Source document:

- Opening Delimiter -

PENSIONERS in parts of southern Europe live longer than those based in its Northern countries, a study published in the British Medical Journal has revealed.
Researching the life-expectancy of inhabitants across 18 European countries over the last 20 years, the results published in the Journal of Epidemiology & Community Health showed widespread variations in the longevity of elderly Europeans.
Analysing patterns of old age survival in 4404 small areas in 18 European countries, researchers focused on the 10 year survival rate of those in the 75 – 84 age group, to see if they made it through another decade of life.
The results showed that those living in Northern Spain, Andorra, north eastern Italy and southern and western France will chalk up more years that those in the UK, the Netherlands and Scandinavia, where poor diets and unhealthy lifestyles take their toll on old-age survival rates.
The survival rates of more than 313 million people were observed over two periods: 1991-2001 and 2001-2011 but researchers excluded Greece, Cyprus, Germany, Ireland and some Eastern European countries due to a lack of data available on their elderly populations.
In 2001, the proportion of 75 – 84 year old people surviving to 85 – 94 was 27 per cent for men and 40 per cent for women, but by 2011 that rate had jumped to 34 and 47 per cent respectively.
However, the researchers found significant geographical variations during both time periods.

- Closing Delimiter -

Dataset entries
- Opening Delimiter -

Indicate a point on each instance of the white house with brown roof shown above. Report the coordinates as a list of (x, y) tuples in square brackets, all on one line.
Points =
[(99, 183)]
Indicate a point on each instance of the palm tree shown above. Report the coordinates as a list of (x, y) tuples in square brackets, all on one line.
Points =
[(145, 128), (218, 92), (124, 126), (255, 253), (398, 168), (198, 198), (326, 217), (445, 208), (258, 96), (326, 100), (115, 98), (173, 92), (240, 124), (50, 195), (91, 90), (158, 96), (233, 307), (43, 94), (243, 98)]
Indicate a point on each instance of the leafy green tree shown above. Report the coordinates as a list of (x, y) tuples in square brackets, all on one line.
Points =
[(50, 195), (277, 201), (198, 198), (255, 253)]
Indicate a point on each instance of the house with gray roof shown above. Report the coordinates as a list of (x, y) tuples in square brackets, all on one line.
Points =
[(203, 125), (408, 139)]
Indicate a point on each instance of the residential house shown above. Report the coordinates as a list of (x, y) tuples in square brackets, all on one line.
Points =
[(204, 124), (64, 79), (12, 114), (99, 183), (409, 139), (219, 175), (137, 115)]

- Closing Delimiter -

What is being asked:
Please quote the part of the article on old-age survival in Europe starting at "The survival rates" and ending at "per cent respectively.".

Finished exercise:
The survival rates of more than 313 million people were observed over two periods: 1991-2001 and 2001-2011 but researchers excluded Greece, Cyprus, Germany, Ireland and some Eastern European countries due to a lack of data available on their elderly populations.
In 2001, the proportion of 75 – 84 year old people surviving to 85 – 94 was 27 per cent for men and 40 per cent for women, but by 2011 that rate had jumped to 34 and 47 per cent respectively.